- [Exercise details]: Transfer the records below, from the start through the line holding "359,177 -> 398,215", inclusive, with the requests included. Add -15 to every coordinate in the answers and leave all other numbers unchanged.
** BEGIN **
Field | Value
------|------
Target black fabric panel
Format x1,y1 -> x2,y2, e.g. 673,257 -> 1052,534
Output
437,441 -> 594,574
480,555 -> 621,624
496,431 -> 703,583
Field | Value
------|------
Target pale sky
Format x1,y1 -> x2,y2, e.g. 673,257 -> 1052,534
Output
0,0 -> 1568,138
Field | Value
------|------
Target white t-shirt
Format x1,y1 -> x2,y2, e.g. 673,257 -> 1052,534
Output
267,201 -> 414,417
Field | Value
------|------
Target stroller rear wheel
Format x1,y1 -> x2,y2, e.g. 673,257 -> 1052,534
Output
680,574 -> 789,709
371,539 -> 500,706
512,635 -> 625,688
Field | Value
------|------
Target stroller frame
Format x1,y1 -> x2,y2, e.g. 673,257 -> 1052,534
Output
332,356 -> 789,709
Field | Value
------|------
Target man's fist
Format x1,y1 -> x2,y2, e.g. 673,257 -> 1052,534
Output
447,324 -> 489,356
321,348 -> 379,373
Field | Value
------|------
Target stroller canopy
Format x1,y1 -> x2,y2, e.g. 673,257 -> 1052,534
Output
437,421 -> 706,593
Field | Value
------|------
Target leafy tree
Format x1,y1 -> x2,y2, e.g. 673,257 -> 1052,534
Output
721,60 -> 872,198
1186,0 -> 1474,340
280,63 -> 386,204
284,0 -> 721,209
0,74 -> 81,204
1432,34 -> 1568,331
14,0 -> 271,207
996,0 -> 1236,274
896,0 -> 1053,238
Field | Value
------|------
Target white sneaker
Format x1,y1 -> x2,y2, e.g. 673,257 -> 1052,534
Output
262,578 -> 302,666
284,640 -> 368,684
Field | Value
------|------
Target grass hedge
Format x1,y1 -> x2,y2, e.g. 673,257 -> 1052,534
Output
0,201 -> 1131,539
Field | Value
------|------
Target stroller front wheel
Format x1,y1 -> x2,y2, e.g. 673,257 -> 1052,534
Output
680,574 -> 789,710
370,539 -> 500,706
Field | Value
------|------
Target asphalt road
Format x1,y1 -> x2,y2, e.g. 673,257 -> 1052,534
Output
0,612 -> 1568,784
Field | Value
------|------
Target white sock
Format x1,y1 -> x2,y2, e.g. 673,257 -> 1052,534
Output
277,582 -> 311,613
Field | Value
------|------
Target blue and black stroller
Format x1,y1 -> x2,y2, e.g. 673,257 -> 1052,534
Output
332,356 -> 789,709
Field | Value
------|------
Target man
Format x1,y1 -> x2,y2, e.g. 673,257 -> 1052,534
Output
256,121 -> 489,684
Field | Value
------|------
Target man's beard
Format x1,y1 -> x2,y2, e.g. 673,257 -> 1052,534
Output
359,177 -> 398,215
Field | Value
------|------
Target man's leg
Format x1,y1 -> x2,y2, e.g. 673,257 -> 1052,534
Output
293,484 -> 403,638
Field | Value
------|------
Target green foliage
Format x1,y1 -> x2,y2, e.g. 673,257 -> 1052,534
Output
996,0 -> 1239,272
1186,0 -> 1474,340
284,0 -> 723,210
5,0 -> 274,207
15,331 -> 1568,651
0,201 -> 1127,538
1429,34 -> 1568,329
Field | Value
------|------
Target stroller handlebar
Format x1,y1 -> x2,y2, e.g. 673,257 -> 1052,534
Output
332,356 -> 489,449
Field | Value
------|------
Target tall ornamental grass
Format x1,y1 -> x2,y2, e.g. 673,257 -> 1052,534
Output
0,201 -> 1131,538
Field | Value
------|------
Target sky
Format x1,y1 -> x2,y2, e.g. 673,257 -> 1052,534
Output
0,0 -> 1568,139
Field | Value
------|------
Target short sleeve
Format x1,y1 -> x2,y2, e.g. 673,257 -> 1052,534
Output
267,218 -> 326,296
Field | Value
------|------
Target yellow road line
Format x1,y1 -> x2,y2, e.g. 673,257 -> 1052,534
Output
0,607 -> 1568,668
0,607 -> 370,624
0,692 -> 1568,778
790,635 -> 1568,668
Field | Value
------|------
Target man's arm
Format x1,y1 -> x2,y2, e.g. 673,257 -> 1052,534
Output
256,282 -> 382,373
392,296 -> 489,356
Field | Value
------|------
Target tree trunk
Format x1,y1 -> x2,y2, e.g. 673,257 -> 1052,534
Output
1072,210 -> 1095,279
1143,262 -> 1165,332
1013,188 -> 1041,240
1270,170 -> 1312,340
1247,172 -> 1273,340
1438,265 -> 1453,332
** END **
- [Response to this task]:
Field | Value
------|------
Target black fabric panel
Format x1,y1 -> x2,y2, e.g. 673,257 -> 1052,534
Output
422,426 -> 579,559
465,540 -> 606,609
481,416 -> 688,568
Field | Value
------|------
Target pale sky
Format x1,y1 -> x2,y2, e.g. 673,257 -> 1052,534
Output
-15,-15 -> 1553,123
Field | Value
------|------
Target white t-shirt
Format x1,y1 -> x2,y2, e.g. 673,257 -> 1052,534
Output
252,186 -> 399,402
Field | Value
------|------
Target stroller rear wheel
Format x1,y1 -> x2,y2, e.g. 673,257 -> 1052,534
Output
665,559 -> 774,694
356,524 -> 485,691
497,620 -> 610,673
Field | Value
------|------
Target stroller frame
Format x1,y1 -> x2,y2, e.g. 673,257 -> 1052,534
Output
317,341 -> 774,694
Field | Value
------|------
Target man's fist
Format x1,y1 -> x2,y2, e.g. 673,257 -> 1052,534
Output
432,309 -> 474,341
306,333 -> 364,358
Field | Value
------|------
Target stroller canopy
Format x1,y1 -> x2,y2, e.g. 673,257 -> 1052,534
Output
422,406 -> 691,578
Field | Value
------|------
Target leafy tree
Format x1,y1 -> x2,y2, e.g. 673,257 -> 1052,534
Output
706,45 -> 857,183
1171,-15 -> 1459,325
265,48 -> 371,189
269,-15 -> 706,194
-15,59 -> 66,189
1417,19 -> 1553,316
-1,-15 -> 256,192
981,-15 -> 1221,259
881,-15 -> 1038,223
Field | Value
------|------
Target white sneaker
Format x1,y1 -> x2,y2, e.g. 673,257 -> 1052,534
Output
247,563 -> 287,651
269,625 -> 353,669
Field | Value
------|------
Target grass hedge
Format x1,y1 -> x2,y2, e.g. 673,257 -> 1052,534
Output
-15,186 -> 1116,524
Field | Value
------|------
Target stroller front wheel
Format x1,y1 -> x2,y2, e.g. 673,257 -> 1052,534
Output
665,559 -> 774,695
355,524 -> 485,691
Field | Value
------|------
Target asphalt road
Format x1,y1 -> x2,y2, e.g. 673,257 -> 1052,534
Output
-15,597 -> 1553,769
Field | Value
------|------
Target white sock
Format x1,y1 -> x2,y2, e.g. 673,257 -> 1052,534
Output
262,567 -> 296,598
Field | Value
------|------
Target blue and black stroller
Format x1,y1 -> x2,y2, e.g. 673,257 -> 1052,534
Output
317,341 -> 774,694
Field | Value
------|------
Target man
Format x1,y1 -> x2,y2, e.g. 673,257 -> 1052,534
Output
241,106 -> 474,669
Field | Value
------|------
Target man's beard
Format x1,y1 -> x2,y2, e.g. 673,257 -> 1052,534
Output
344,162 -> 383,200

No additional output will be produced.